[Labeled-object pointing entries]
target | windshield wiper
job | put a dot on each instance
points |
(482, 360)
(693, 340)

→ **Task details**
Rewrite all of the entries above in full, requests included, and shift every coordinate in the answers by adding 3 to each number.

→ **Exercise answer**
target | windshield wiper
job | put a dot on each instance
points |
(485, 363)
(696, 343)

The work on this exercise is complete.